• [Task to complete]
Reproduce word for word the stretch of the EPPI Reviewer release note from "Version 6.16.2.0 introduces" through "a security fix.".

• [Given passage]

• • •

Version 6.16.2.0 introduces a number different LLM models, which can be used for robot/auto coding tasks. Before only one LLM/model was available. This release also contains a bug fix and a security fix.
Multiple LLM models
In early 2024 we introduced the robot-coding functionality, which used a GPT4 LLM model to automatically code individual items. Later that year, we introduced the possibility to run "batch robot-coding jobs", and eventually the ability for EPPI Reviewer to run multiple such jobs in parallel. Meanwhile, of course, the number of models available has increased, as existing providers expanded their offerings, and new providers entered the market.
Thus, the next logical "LLM feature" to introduce in EPPI Reviewer is to allow people to decide which model to use for robot-coding jobs.
To this aim, in this release we introduce support for a selected range of OpenAI models.
Upon clicking on the robot-coding buttons, EPPI Reviewer now shows a list of models and requires users to pick one in order to run/submit any robot-coding request. Models vary in their declared capabilities, cost, speed and usually have a "retirement date" too. Therefore, when users select a specific model, EPPI Reviewer will show the model details by default, along with a short description of its declared capabilities.

• • •

• [Information provided]
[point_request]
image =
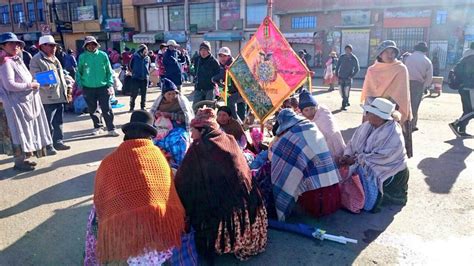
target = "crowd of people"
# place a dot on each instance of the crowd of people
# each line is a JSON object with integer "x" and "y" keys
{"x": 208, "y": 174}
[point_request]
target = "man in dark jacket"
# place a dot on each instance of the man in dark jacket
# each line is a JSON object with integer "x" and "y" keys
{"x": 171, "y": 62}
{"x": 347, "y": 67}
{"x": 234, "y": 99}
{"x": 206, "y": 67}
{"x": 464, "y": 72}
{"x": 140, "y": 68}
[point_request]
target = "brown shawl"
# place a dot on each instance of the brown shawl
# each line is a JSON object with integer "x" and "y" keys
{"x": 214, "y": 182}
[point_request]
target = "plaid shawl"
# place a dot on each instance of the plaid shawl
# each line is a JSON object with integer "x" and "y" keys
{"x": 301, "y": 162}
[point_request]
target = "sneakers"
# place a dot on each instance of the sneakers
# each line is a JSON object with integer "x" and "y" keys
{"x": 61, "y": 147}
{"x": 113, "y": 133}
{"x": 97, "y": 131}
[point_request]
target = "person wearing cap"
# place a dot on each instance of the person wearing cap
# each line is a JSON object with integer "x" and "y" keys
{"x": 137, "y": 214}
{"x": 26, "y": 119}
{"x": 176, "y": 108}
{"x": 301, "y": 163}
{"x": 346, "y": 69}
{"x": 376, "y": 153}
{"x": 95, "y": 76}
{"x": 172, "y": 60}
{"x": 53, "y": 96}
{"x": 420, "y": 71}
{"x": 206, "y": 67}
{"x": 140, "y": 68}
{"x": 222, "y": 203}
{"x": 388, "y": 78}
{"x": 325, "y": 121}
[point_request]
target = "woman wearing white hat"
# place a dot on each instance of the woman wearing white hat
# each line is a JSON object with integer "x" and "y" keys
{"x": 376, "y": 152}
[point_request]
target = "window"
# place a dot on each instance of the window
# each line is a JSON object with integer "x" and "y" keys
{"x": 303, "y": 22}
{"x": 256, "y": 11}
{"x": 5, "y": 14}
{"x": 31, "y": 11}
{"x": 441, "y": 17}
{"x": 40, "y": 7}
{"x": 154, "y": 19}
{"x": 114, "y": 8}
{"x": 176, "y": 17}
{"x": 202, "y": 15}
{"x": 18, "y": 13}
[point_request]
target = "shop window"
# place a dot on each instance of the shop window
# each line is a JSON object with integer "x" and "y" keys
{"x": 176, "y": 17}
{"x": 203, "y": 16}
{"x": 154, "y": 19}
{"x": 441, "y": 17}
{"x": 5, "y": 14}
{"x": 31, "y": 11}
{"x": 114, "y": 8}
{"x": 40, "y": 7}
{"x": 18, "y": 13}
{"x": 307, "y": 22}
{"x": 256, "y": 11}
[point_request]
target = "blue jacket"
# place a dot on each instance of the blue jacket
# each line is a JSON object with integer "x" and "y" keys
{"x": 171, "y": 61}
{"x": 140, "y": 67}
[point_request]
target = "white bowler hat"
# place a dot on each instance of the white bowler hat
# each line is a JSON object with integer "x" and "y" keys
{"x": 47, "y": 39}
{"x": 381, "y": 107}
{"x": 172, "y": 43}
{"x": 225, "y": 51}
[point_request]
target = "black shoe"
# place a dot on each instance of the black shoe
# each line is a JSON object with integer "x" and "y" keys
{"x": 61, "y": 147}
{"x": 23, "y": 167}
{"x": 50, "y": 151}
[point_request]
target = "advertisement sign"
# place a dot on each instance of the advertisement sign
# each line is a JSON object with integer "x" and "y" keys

• • •

• [Written response]
Version 6.16.2.0 introduces a number different LLM models, which can be used for robot/auto coding tasks. Before only one LLM/model was available. This release also contains a bug fix and a security fix.